### Set problem:
Output all lines exactly, with nothing added or dropped.

Begin Given records

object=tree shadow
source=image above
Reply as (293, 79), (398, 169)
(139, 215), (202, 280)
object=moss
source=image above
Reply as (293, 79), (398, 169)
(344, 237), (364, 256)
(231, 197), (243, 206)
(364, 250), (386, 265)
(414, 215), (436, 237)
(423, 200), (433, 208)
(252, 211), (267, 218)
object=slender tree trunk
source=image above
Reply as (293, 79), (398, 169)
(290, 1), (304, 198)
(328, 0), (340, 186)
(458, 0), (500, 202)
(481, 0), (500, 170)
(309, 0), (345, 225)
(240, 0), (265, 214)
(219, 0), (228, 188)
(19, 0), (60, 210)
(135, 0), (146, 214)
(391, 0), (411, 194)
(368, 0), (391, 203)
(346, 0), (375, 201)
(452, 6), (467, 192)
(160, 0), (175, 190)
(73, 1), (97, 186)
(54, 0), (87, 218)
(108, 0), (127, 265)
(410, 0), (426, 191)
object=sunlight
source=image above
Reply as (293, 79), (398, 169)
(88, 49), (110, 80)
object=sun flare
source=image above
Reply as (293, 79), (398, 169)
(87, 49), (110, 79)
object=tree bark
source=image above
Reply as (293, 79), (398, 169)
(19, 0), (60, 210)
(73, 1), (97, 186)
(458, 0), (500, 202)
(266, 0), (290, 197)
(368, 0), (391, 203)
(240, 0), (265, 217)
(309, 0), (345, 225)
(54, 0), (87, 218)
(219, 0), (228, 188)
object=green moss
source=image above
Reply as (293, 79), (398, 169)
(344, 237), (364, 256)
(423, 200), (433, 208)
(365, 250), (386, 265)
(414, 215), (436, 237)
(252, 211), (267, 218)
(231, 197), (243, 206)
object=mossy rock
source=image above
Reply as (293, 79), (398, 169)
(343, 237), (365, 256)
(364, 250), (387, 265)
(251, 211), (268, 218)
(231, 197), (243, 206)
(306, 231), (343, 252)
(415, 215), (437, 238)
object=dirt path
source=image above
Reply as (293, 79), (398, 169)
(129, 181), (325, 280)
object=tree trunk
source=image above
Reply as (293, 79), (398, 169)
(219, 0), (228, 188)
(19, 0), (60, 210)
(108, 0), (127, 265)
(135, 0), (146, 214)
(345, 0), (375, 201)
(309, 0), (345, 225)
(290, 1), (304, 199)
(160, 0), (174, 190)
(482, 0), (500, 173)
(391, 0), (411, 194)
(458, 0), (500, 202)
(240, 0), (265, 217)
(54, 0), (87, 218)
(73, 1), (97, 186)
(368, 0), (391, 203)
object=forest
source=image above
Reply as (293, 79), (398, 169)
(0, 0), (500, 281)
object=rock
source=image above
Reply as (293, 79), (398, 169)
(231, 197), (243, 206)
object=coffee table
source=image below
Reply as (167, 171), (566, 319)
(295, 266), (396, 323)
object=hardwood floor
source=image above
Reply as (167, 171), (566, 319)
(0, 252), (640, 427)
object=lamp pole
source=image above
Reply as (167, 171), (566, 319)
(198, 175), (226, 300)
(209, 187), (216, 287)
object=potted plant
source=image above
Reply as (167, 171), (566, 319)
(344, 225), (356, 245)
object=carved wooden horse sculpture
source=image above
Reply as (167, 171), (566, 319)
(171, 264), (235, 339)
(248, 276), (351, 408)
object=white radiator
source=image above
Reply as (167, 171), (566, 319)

End Given records

### Written answer:
object=tree shadow
source=image above
Reply as (293, 79), (398, 169)
(139, 215), (202, 280)
object=moss
source=image above
Reply as (293, 79), (398, 169)
(344, 237), (364, 256)
(231, 197), (243, 206)
(364, 250), (386, 265)
(414, 215), (436, 237)
(423, 200), (433, 208)
(252, 211), (267, 218)
object=slender tree trunk
source=image above
Reply as (293, 79), (398, 169)
(290, 1), (304, 198)
(328, 0), (340, 186)
(458, 0), (500, 202)
(481, 0), (500, 170)
(309, 0), (345, 225)
(240, 0), (265, 214)
(219, 0), (228, 188)
(19, 0), (60, 210)
(135, 0), (146, 214)
(391, 0), (411, 194)
(368, 0), (391, 203)
(346, 0), (375, 201)
(452, 6), (467, 192)
(160, 0), (175, 190)
(73, 1), (97, 186)
(54, 0), (87, 218)
(108, 0), (127, 265)
(410, 0), (426, 191)
object=sunlight
source=image above
Reply as (293, 79), (398, 169)
(88, 49), (110, 80)
object=sun flare
source=image above
Reply as (293, 79), (398, 169)
(87, 49), (110, 79)
object=tree bark
source=image above
Reply as (293, 79), (398, 169)
(19, 0), (60, 210)
(73, 1), (97, 186)
(458, 0), (500, 202)
(266, 0), (290, 197)
(368, 0), (391, 203)
(240, 0), (265, 217)
(309, 0), (345, 225)
(54, 0), (87, 218)
(219, 0), (228, 188)
object=green moss
source=image above
Reply as (293, 79), (398, 169)
(344, 237), (364, 256)
(423, 200), (433, 208)
(365, 250), (386, 265)
(414, 215), (436, 237)
(252, 211), (267, 218)
(231, 197), (243, 206)
object=mossy rock
source=image above
Reply as (293, 79), (398, 169)
(343, 237), (365, 256)
(364, 250), (387, 265)
(251, 211), (268, 218)
(231, 197), (243, 206)
(306, 231), (343, 252)
(415, 215), (437, 238)
object=dirt path
source=image above
Reply as (293, 79), (398, 169)
(129, 181), (325, 280)
object=tree trunk
source=image above
Reply as (293, 79), (398, 169)
(219, 0), (228, 188)
(19, 0), (60, 210)
(108, 0), (127, 265)
(135, 0), (146, 214)
(345, 0), (375, 201)
(309, 0), (345, 225)
(290, 1), (304, 199)
(160, 0), (174, 190)
(482, 0), (500, 173)
(391, 0), (411, 194)
(458, 0), (500, 202)
(240, 0), (265, 217)
(54, 0), (87, 218)
(73, 1), (97, 186)
(368, 0), (391, 203)
object=forest
source=image above
Reply as (293, 79), (398, 169)
(0, 0), (500, 281)
object=rock
source=image above
Reply as (293, 79), (398, 169)
(231, 197), (243, 206)
object=coffee table
source=image below
Reply as (167, 171), (566, 319)
(295, 266), (396, 323)
object=hardwood floor
source=image above
Reply as (167, 171), (566, 319)
(0, 252), (640, 427)
object=lamp pole
source=image above
Reply as (167, 171), (566, 319)
(198, 175), (226, 300)
(209, 187), (216, 287)
object=potted plant
source=image above
Reply as (167, 171), (566, 319)
(344, 225), (356, 245)
object=carved wooden horse sculpture
source=image above
Reply as (167, 171), (566, 319)
(171, 264), (235, 339)
(248, 276), (351, 408)
object=white radiator
source=image above
Reply as (167, 171), (566, 319)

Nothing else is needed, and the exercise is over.